PROVIDED DATA

::::

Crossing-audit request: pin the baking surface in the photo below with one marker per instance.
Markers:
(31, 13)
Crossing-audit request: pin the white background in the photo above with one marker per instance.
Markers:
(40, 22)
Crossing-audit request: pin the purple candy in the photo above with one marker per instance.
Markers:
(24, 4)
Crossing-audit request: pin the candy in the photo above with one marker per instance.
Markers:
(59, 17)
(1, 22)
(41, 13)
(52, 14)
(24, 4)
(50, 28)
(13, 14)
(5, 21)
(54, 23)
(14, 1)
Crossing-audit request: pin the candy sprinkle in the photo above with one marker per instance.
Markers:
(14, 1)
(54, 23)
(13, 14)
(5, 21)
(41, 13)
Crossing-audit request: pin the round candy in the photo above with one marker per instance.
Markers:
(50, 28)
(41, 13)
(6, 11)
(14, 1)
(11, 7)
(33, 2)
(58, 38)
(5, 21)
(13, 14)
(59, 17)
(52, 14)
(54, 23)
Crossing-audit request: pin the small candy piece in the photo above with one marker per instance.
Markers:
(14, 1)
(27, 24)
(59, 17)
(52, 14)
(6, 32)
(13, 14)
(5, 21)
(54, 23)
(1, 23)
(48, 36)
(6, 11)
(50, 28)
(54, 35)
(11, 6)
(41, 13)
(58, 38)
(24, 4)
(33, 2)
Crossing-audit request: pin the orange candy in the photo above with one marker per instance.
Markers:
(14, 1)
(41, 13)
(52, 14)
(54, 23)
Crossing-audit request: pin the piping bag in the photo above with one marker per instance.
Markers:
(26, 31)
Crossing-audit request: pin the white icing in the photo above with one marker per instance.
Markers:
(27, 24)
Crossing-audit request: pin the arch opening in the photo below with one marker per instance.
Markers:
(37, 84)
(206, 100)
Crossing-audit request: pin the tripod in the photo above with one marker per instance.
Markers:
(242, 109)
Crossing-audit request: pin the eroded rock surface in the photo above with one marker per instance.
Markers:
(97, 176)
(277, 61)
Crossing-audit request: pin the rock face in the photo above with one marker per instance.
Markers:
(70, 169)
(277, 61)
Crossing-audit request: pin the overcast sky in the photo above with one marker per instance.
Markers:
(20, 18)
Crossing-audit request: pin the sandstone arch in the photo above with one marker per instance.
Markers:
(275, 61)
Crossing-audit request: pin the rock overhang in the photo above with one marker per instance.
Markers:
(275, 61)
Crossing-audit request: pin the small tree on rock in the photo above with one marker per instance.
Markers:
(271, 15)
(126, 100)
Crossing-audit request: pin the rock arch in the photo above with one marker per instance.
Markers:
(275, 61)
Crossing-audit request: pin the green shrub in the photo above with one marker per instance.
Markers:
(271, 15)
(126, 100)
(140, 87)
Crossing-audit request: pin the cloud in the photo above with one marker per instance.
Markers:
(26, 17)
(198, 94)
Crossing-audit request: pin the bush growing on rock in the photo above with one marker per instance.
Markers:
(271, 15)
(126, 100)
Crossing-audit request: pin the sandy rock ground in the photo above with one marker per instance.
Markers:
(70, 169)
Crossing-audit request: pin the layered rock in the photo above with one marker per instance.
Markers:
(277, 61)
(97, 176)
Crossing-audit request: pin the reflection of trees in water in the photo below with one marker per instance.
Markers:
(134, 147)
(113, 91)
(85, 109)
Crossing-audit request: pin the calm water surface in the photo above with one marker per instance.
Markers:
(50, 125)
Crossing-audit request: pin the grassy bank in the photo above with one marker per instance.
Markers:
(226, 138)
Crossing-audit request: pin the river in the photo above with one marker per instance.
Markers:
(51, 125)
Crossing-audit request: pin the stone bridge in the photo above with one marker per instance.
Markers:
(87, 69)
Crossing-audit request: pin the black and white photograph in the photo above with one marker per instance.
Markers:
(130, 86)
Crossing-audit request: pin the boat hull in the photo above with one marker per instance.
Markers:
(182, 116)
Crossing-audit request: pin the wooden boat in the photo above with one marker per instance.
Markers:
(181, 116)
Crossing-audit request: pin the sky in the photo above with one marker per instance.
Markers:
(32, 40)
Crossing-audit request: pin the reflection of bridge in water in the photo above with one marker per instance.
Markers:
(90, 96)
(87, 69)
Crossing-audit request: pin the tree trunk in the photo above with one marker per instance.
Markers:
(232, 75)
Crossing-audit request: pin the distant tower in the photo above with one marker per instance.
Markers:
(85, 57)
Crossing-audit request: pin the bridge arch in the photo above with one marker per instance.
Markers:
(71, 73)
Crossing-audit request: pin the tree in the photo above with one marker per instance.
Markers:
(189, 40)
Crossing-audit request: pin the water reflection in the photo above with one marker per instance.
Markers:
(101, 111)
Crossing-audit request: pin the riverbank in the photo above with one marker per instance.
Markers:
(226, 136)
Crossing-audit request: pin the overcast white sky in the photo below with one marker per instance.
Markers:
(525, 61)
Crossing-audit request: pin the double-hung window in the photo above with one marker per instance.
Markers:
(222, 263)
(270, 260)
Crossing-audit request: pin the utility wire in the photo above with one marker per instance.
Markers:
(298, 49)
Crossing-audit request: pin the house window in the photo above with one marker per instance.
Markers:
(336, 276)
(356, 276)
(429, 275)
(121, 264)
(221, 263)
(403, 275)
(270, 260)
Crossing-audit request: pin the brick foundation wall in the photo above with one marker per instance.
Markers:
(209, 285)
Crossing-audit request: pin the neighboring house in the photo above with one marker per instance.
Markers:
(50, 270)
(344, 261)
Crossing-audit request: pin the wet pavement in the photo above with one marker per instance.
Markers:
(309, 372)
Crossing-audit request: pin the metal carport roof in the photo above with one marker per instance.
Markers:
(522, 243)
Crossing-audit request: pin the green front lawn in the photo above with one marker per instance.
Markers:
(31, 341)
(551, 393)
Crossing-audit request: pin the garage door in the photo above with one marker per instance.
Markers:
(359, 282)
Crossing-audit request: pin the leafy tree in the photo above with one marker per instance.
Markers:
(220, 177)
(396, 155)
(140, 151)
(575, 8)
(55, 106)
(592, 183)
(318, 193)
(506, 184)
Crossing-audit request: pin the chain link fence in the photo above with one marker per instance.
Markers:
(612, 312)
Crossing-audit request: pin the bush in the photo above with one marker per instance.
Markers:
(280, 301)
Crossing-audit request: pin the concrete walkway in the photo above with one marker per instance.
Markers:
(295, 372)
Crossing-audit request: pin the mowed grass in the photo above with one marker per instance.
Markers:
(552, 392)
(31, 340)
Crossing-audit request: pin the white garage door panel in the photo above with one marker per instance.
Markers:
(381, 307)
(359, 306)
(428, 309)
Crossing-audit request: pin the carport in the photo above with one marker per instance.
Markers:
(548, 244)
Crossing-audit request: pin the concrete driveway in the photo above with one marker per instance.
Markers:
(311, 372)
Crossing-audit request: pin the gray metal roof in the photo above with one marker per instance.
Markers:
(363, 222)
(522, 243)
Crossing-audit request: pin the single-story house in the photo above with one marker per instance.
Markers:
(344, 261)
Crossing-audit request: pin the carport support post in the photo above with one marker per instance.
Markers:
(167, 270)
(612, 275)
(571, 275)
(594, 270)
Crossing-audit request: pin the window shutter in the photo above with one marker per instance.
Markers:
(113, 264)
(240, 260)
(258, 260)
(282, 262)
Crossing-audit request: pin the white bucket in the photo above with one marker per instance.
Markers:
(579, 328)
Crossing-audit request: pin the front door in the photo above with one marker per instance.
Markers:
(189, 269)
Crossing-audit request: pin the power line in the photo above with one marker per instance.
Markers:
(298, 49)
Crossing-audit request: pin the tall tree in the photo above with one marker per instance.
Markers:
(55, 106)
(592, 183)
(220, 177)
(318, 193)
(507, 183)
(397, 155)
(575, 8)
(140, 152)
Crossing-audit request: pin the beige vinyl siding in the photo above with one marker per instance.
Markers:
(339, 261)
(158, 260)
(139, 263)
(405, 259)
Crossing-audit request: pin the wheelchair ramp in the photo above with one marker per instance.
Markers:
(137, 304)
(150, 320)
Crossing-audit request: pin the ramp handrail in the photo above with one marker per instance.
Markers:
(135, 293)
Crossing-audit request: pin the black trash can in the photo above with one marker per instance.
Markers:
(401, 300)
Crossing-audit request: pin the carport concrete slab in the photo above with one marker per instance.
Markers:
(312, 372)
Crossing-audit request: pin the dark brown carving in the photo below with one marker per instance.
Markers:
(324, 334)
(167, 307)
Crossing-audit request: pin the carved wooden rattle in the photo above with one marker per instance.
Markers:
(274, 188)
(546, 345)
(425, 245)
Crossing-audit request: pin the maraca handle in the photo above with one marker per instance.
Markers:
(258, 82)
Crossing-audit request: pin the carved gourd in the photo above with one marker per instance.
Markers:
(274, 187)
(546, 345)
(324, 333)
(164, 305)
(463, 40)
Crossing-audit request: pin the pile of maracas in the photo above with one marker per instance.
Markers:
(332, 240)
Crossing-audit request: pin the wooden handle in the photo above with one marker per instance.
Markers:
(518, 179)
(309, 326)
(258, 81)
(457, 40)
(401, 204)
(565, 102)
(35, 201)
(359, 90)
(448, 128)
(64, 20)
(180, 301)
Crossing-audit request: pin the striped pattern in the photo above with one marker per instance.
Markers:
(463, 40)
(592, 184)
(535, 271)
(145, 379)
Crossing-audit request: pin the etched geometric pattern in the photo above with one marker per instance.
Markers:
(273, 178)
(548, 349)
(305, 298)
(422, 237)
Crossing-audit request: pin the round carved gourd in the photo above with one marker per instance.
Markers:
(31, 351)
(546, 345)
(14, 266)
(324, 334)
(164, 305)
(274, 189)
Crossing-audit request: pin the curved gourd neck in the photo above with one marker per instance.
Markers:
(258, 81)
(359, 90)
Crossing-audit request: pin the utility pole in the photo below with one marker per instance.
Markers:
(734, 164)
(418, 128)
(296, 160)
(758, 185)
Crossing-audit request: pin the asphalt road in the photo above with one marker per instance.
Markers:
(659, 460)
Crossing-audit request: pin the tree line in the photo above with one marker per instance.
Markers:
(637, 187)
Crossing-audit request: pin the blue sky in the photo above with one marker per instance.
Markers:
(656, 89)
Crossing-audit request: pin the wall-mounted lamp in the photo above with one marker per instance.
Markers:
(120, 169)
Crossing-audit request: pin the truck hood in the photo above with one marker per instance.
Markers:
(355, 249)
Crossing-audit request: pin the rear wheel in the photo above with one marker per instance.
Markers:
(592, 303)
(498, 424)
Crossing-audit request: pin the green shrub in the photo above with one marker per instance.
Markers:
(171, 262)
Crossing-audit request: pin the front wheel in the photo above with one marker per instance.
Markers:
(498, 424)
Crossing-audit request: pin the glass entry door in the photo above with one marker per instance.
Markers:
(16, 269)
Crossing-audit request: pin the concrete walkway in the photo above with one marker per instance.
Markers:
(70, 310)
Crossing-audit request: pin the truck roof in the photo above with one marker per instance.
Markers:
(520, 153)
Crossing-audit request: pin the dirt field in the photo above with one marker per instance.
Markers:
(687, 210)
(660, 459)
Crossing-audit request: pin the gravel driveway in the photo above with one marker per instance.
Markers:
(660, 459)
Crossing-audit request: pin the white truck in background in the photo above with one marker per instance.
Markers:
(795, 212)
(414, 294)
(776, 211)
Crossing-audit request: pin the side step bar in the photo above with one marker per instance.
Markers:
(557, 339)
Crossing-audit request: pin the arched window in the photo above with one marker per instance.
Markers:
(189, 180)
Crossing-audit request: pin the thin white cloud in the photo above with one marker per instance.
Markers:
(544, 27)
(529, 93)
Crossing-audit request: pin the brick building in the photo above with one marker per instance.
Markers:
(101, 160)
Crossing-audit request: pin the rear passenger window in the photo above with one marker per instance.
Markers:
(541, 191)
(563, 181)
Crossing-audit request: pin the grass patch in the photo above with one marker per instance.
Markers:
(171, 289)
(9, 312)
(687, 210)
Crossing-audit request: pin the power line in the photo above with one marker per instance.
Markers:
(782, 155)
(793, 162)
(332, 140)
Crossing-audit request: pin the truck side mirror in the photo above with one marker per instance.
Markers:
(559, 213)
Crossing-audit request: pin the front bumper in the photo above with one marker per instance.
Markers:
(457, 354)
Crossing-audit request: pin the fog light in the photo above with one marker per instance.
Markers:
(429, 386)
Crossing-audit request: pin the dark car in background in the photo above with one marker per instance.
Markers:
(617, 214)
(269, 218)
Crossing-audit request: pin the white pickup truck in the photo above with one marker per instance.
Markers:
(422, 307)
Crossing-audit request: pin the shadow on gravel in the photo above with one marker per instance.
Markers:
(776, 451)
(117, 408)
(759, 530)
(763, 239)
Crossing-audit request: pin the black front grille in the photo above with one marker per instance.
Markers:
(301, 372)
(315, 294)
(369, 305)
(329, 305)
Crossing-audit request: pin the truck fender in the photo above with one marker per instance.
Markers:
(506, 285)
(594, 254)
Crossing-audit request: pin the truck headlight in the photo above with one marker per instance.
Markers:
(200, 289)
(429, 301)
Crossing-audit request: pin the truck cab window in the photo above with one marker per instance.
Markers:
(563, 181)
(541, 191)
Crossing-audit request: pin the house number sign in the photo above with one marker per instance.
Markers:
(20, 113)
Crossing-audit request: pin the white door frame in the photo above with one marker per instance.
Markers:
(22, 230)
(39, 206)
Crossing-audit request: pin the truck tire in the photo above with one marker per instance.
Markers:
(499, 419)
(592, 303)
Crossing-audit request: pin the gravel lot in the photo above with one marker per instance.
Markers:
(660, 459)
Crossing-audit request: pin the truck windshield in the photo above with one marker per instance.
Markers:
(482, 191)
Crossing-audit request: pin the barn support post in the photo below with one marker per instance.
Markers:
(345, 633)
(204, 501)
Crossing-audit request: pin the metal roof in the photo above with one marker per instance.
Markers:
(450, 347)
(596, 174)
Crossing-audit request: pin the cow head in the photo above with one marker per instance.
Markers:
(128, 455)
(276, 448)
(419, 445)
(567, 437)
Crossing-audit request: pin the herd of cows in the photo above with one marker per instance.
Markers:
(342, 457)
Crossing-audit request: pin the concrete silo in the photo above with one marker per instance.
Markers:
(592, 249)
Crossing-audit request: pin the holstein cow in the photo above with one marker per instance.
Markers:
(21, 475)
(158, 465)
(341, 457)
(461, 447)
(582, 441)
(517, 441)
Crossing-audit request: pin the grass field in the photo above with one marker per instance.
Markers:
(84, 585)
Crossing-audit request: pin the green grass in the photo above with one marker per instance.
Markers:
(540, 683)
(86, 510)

::::

THE PROBLEM
Your task is to output exactly the lines running from the one with "Crossing-audit request: pin the truck windshield" through the final line of the material above, with both ends included.

TASK RESPONSE
Crossing-audit request: pin the truck windshield in the photo above with one marker per instance.
Markers:
(482, 191)
Crossing-audit request: pin the barn support post in the photo below with one marker per instance.
Markers:
(345, 633)
(204, 501)
Crossing-audit request: pin the metal roof in the photo above with one marker per instance.
Markers:
(450, 347)
(596, 174)
Crossing-audit request: pin the cow head in the photo above with one marker per instance.
Markers:
(128, 455)
(276, 448)
(419, 445)
(567, 437)
Crossing-audit request: pin the herd of cows in the photo above with one marker per instance.
Markers:
(342, 457)
Crossing-audit request: pin the concrete silo in the photo above with one marker per instance.
Markers:
(592, 249)
Crossing-audit request: pin the holstein cow in the photo above with one marker per instance.
Markers:
(21, 475)
(158, 465)
(341, 457)
(461, 447)
(582, 441)
(517, 441)
Crossing-audit request: pin the grass field in the photo above with one marker per instance.
Markers:
(84, 585)
Crossing-audit request: pin the green grass in the photo above with one marker per instance.
Markers:
(540, 683)
(86, 510)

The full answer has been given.